Page text

His arguments against God and religion are the same-old, same-old ones I’ve encountered from my years of polymathic reading. The only fresh thing I procured from TGD in the theological (or Atheological) debate was his spin on the old “…Then Who Created God?” question - that if, according to the Intelligent Design theory (anyway, ID is NOT the ONLY conceptual model on the theists’ side of the debate; there are far too many others), Life as we see it is functioning far too complexly for it to have come about without an Intelligent Designer, then the Intelligent Designer Itself is more improbable than the Universe / Life that has supposedly come about from It - so the question begs, Who Designed the Designer?
For the theistic counter / rejoinder to this question, read McGrath’s TDD. But then I guess most people won’t, so I’m just going to spoil it for you here… It seems in our efforts to understand the universe we are in, we encounter the problem of explanations perpetually requiring an explanation themselves. Explanations always have to be explained in an infinite regress.

Source data

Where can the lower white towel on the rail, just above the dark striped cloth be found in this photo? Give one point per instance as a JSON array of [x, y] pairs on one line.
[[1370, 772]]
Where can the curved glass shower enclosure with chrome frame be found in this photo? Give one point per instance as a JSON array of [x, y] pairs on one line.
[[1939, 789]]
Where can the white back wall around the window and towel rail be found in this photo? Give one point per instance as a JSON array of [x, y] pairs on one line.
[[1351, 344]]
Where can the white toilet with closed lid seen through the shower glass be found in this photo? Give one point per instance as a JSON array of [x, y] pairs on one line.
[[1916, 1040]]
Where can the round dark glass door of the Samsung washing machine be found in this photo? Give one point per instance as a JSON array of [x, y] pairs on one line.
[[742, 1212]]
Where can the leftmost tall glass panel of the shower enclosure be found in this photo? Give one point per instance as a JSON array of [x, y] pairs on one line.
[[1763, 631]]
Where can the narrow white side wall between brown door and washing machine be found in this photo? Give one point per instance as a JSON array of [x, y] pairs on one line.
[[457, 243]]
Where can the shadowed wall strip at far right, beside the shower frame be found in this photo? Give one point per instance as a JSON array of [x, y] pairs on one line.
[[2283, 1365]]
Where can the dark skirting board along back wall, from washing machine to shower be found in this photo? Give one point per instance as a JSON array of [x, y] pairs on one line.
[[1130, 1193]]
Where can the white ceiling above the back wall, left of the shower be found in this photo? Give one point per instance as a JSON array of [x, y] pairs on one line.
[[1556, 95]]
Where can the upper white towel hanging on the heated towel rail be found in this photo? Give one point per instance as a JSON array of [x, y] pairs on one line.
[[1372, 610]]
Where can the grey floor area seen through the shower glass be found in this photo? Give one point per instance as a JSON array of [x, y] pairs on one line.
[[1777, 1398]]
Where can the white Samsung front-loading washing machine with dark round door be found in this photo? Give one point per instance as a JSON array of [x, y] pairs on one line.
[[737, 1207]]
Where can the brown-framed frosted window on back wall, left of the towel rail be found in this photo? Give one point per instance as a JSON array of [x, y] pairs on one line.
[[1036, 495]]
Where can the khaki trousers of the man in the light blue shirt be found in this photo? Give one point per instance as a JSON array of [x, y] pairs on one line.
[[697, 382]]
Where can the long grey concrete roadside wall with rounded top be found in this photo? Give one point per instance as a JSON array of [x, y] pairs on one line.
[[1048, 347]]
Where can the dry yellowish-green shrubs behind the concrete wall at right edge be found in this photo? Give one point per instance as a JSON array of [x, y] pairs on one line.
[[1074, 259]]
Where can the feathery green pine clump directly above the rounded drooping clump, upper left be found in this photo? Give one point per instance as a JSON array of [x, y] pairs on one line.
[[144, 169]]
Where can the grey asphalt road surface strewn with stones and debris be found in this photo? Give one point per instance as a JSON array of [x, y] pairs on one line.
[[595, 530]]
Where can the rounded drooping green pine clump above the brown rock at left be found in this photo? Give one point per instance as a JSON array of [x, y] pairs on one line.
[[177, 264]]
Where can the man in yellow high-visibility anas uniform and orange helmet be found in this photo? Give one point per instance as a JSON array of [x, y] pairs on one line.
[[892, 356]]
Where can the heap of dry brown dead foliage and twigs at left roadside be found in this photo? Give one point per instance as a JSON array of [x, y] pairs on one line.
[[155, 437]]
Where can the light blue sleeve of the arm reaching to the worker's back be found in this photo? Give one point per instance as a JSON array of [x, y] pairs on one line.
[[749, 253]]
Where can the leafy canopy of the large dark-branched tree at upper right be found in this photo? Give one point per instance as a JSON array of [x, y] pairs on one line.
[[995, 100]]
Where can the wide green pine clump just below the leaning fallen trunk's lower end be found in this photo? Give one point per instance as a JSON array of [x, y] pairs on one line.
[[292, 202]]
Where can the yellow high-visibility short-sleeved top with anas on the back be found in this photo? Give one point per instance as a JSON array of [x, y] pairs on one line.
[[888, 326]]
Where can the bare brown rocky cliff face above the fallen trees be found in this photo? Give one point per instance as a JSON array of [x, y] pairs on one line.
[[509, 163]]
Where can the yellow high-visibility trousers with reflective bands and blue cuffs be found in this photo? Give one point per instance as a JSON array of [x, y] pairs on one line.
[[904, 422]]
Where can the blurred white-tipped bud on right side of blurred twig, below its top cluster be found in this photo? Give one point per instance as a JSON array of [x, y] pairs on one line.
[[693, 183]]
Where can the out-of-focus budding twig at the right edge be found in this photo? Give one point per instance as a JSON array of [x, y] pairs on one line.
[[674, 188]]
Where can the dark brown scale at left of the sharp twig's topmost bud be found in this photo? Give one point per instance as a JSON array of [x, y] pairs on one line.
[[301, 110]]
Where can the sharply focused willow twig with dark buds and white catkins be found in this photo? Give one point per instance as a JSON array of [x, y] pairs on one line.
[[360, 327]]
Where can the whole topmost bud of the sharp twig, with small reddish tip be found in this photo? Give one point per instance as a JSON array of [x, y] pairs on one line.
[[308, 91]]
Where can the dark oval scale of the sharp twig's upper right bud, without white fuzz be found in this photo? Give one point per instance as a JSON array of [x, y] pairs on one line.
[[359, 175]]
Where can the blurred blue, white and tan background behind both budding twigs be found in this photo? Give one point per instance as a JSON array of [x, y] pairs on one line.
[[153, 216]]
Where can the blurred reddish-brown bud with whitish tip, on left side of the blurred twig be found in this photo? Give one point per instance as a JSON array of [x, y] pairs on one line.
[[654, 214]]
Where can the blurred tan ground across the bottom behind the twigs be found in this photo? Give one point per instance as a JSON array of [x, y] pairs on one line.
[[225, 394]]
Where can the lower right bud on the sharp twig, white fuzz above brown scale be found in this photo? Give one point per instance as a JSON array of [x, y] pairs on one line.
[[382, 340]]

What is needed
Translate this sentence from the passage about God and religion into Spanish: "Explanations always have to be explained in an infinite regress." The records play no part in this work.

Result for this task
Las explicaciones siempre tienen que ser explicadas en una regresión infinita.